#### INFORMATION GIVEN

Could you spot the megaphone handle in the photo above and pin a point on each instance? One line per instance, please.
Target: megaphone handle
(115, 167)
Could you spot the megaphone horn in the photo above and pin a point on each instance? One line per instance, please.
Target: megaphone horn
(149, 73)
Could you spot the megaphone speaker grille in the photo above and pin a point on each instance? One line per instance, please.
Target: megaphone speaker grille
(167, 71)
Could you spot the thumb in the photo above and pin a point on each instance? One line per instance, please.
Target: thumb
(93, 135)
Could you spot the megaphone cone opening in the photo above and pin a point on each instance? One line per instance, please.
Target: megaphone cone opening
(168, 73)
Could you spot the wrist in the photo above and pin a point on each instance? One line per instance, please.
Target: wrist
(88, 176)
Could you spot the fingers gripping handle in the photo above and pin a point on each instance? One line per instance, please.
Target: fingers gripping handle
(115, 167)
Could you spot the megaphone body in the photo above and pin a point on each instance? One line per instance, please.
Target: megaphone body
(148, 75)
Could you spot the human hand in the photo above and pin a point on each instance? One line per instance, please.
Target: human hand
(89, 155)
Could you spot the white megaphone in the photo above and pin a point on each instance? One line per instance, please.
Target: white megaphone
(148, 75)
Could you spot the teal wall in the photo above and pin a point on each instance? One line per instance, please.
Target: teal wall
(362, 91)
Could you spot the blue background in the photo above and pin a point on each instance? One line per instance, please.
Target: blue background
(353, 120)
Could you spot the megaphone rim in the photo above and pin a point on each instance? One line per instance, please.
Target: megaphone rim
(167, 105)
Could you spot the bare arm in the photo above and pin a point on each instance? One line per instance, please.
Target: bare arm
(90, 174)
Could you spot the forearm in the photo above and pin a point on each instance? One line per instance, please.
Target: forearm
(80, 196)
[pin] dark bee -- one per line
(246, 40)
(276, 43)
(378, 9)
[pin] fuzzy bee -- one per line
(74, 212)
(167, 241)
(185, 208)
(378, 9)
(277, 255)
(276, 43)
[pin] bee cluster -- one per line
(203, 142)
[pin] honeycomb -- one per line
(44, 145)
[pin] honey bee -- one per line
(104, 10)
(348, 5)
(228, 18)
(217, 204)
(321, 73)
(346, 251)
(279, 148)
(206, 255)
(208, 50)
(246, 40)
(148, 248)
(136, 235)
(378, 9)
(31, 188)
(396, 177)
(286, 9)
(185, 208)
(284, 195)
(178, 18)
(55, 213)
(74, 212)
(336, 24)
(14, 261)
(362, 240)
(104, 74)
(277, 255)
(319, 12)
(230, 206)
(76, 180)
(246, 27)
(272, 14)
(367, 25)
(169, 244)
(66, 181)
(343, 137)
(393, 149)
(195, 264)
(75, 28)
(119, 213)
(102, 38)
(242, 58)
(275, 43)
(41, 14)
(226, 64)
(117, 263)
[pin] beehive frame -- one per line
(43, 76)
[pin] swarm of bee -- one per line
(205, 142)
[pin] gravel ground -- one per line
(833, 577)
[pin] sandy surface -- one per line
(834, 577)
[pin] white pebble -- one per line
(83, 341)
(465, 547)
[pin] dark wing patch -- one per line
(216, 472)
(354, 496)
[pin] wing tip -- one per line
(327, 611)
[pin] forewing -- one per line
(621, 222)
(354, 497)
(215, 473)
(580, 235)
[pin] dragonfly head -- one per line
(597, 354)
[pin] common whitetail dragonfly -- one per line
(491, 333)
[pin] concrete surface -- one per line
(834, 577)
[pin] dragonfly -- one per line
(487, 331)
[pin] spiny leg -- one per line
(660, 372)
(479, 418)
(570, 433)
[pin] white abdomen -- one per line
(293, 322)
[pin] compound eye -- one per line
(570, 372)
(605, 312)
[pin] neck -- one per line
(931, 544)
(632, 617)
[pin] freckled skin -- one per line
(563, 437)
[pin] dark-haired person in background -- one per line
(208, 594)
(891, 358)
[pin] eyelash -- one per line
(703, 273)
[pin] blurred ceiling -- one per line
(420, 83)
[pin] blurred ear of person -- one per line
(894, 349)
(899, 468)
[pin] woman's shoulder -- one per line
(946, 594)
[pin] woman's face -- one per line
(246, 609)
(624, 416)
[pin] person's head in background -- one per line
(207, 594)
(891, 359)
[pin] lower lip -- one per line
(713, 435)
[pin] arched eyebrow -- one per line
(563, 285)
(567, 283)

########

▸ EXERCISE PROMPT: The full listing should be output exactly, line for line.

▸ EXPECTED OUTPUT:
Could you spot the megaphone handle in the photo above and pin a point on each instance? One line per instance, please.
Target: megaphone handle
(115, 167)
Could you spot the megaphone horn in the photo above and pin a point on each instance? One line per instance, please.
Target: megaphone horn
(149, 73)
Could you spot the megaphone speaker grille in the photo above and pin a point on each instance? One line per instance, please.
Target: megaphone speaker grille
(167, 71)
Could you spot the thumb in the photo above and pin a point on each instance? One line per instance, please.
Target: thumb
(93, 135)
Could you spot the megaphone cone opening in the photo above and pin a point on each instance? One line per instance, please.
Target: megaphone cone opening
(168, 73)
Could you spot the wrist in the photo above and pin a point on each instance? One line per instance, please.
Target: wrist
(88, 176)
Could you spot the fingers gripping handle in the photo above and pin a point on each instance? One line per instance, please.
Target: fingers gripping handle
(115, 167)
Could you spot the megaphone body in the photo above and pin a point on each instance? One line per instance, please.
Target: megaphone body
(148, 75)
Could you spot the human hand in the photo above and pin a point on each instance? One line per instance, please.
Target: human hand
(89, 155)
Could you spot the white megaphone in the photo above and pin a point on each instance? One line per instance, please.
Target: white megaphone
(148, 75)
Could you spot the teal wall in the photo above and pin a point on each instance? One line per instance, please.
Target: teal wall
(362, 91)
Could you spot the blue background in the photo above and pin a point on each instance? One line per instance, please.
Target: blue background
(353, 120)
Could you spot the megaphone rim in the photo above and pin a point on each instance? One line per instance, please.
Target: megaphone rim
(167, 105)
Could you spot the bare arm in the photo above and pin a point on each instance? One line per instance, please.
Target: bare arm
(90, 174)
Could you spot the forearm in the photo above and pin a point on each instance? One line per instance, please.
Target: forearm
(80, 196)
[pin] dark bee -- one per line
(246, 40)
(276, 43)
(378, 9)
[pin] fuzzy bee -- one per line
(74, 212)
(167, 241)
(185, 208)
(378, 9)
(277, 255)
(276, 43)
[pin] bee cluster -- one per line
(203, 142)
[pin] honeycomb -- one per line
(44, 145)
[pin] honey bee -- one per line
(104, 10)
(348, 5)
(228, 18)
(217, 204)
(321, 73)
(346, 251)
(279, 148)
(206, 255)
(208, 50)
(246, 40)
(148, 248)
(136, 235)
(378, 9)
(31, 188)
(396, 177)
(286, 9)
(185, 208)
(284, 195)
(178, 18)
(55, 213)
(74, 212)
(336, 24)
(14, 261)
(362, 240)
(104, 74)
(277, 255)
(319, 12)
(230, 206)
(76, 180)
(246, 27)
(272, 14)
(367, 25)
(169, 244)
(66, 181)
(343, 137)
(393, 149)
(195, 264)
(75, 28)
(119, 213)
(102, 38)
(242, 58)
(275, 43)
(41, 14)
(226, 64)
(117, 263)
[pin] beehive frame -- one per line
(43, 76)
[pin] swarm of bee -- one per line
(205, 142)
[pin] gravel ground -- one per line
(833, 577)
[pin] sandy surface -- one per line
(834, 577)
[pin] white pebble -- one per line
(83, 341)
(465, 547)
[pin] dark wing patch -- one per line
(216, 472)
(354, 496)
[pin] wing tip -- one per line
(327, 611)
[pin] forewing -- one per line
(621, 222)
(354, 497)
(215, 473)
(580, 235)
[pin] dragonfly head -- one per line
(597, 354)
[pin] common whitetail dragonfly -- one per line
(491, 333)
[pin] concrete surface -- one per line
(834, 577)
[pin] dragonfly -- one per line
(487, 331)
[pin] spiny leg -- one per line
(660, 372)
(479, 418)
(570, 433)
[pin] white abdomen -- one per line
(293, 322)
[pin] compound eye -- one per line
(570, 372)
(605, 312)
[pin] neck -- one per line
(931, 544)
(632, 617)
[pin] freckled skin -- one per line
(563, 437)
[pin] dark-haired person in background -- one per line
(208, 594)
(891, 358)
[pin] eyelash -- one per line
(703, 273)
[pin] blurred ceiling -- one per line
(420, 83)
[pin] blurred ear of person -- one per line
(894, 349)
(899, 468)
[pin] woman's shoulder -- one per line
(946, 594)
[pin] woman's face -- one per line
(246, 609)
(624, 416)
[pin] person's head in background -- one per line
(207, 594)
(891, 359)
[pin] lower lip -- one per line
(713, 435)
[pin] arched eyebrow -- one per line
(563, 285)
(567, 283)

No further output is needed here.